Quoted text.
— start —

The glass box does remind TV puzzle fanatics of Lost. Mr C’s brutal lifestyle brings to mind both Walter White and Jax Teller. The Killing, a show so pervaded by the memory of Twin Peaks that some watching the first season mistook it for a more grounded remake, spent gouts of time in the Wapi Indian Casino by the slots in that gauzy first season. To have a rootless Dale wander through the slots as Mr Jackpots is almost certainly not a reference to Sarah Linden’s investigation—don’t mistake my meaning. It exists, though, The Killing and its slots. And now The Return exists alongside it. Convergence is not always the same thing as coincidence. …Dig?

 

Inspiration. What we see with our eyes closed. The thing that already exists out there, ahead of us, in the darkness of future past, waiting for a magician who longs to see. All we can do is try to feel its outlines and birth it out breach so it can be there existing to grasp when we thought of it.

 

The last time I felt inspired, and I mean truly inspired, had been shortly before Dr Patch died last 4th of July. I was doing yoga, although that is a generous statement. I was engaging in a union of mind and body, at least, perhaps an accidental one, and an awareness came over me that I had a great deal of trouble pinning down into words.

 

I can’t say it was anything like what Harry Hardiner described, but I definitely had my eyes closed, and I definitely… saw something. I tried to sketch out the barest outlines—it had to do with symmetry in motion, and how that scaled upwards and downwards and inwards and outwards, how math integrates upwards into narrative, and the wise seeds of ur-religion that grew into a long vining telephone. It wasn’t even as clear as that last sentence, but I showed it to Dr Patch, and he seemed to… well, if not see exactly, he at least seemed to glimpse what I was gesturing towards.

 

I tried a few more ways to describe what I “saw”, but eventually it began to all fade like a dream. I only have the barest understanding now of what I fully understood but could not say sitting half-lotus. It is maddening, yes, to feel like I shortly saw into the wirings of Everything and now have lost it, but what is more maddening is knowing now what revelation feels like… and realizing it may never come again, at least like that.

 

Of course, for many months, I was not in a very receptive mood. Dr Patch dead was not, frankly, something I was willing to fully accept for a couple of weeks, although I don’t think I realized it then. I drank more (which, for me, was about a beer and a half a day, but still), and I got out less. The election cycle didn’t help, and that the day after the results came in I had to comfort a great many crying strangers was likewise discomfiting.

— end —

Data segment.
— start —

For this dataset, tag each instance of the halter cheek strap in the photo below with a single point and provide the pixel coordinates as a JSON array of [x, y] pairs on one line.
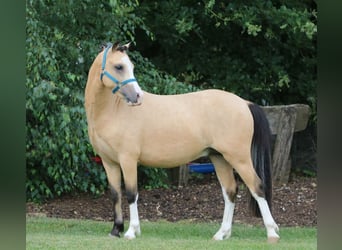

— end —

Goal of the exercise.
Continue the essay on inspiration and Dr Patch's death, starting right after its final sentence.

Answer to this problem.
 

Truth be told, I love my work at the Society of Algiers—but it also doesn’t leave much room for inspiration to strike. There is a lot of paperwork and correspondence to attend to, which is actually up my alley in a lot of ways… but, like a chef who pops a can of soup when he gets off, I’m in a much better place to watch Twin Peaks when I get home than I am to close my eyes and stargaze.

 

But looking back, there have been some moments… some glimmers… that I may have missed, or only dimly spotted. And more recently, particularly as I’ve dived deeper into some uncharacteristically personal writings by Rex in the past few days, there have been outright gleams.

 

I’ve been working on a small piece about the Trust Maghreb, and their fatwa on Hardiner’s work under the guise of protector, for some weeks. It’s long, slow work. Until yesterday, when I took a break from a passage about a rumor (that the Trust is collecting Harry’s books to destroy them… by his request) to read through the New York Times… and read about Edward Albee’s posthumous request to destroy his unfinished works.

 

After that, paragraphs fell out of me. There will be some editing and further research to round it out, but who knows—there may be more than one blog post this month!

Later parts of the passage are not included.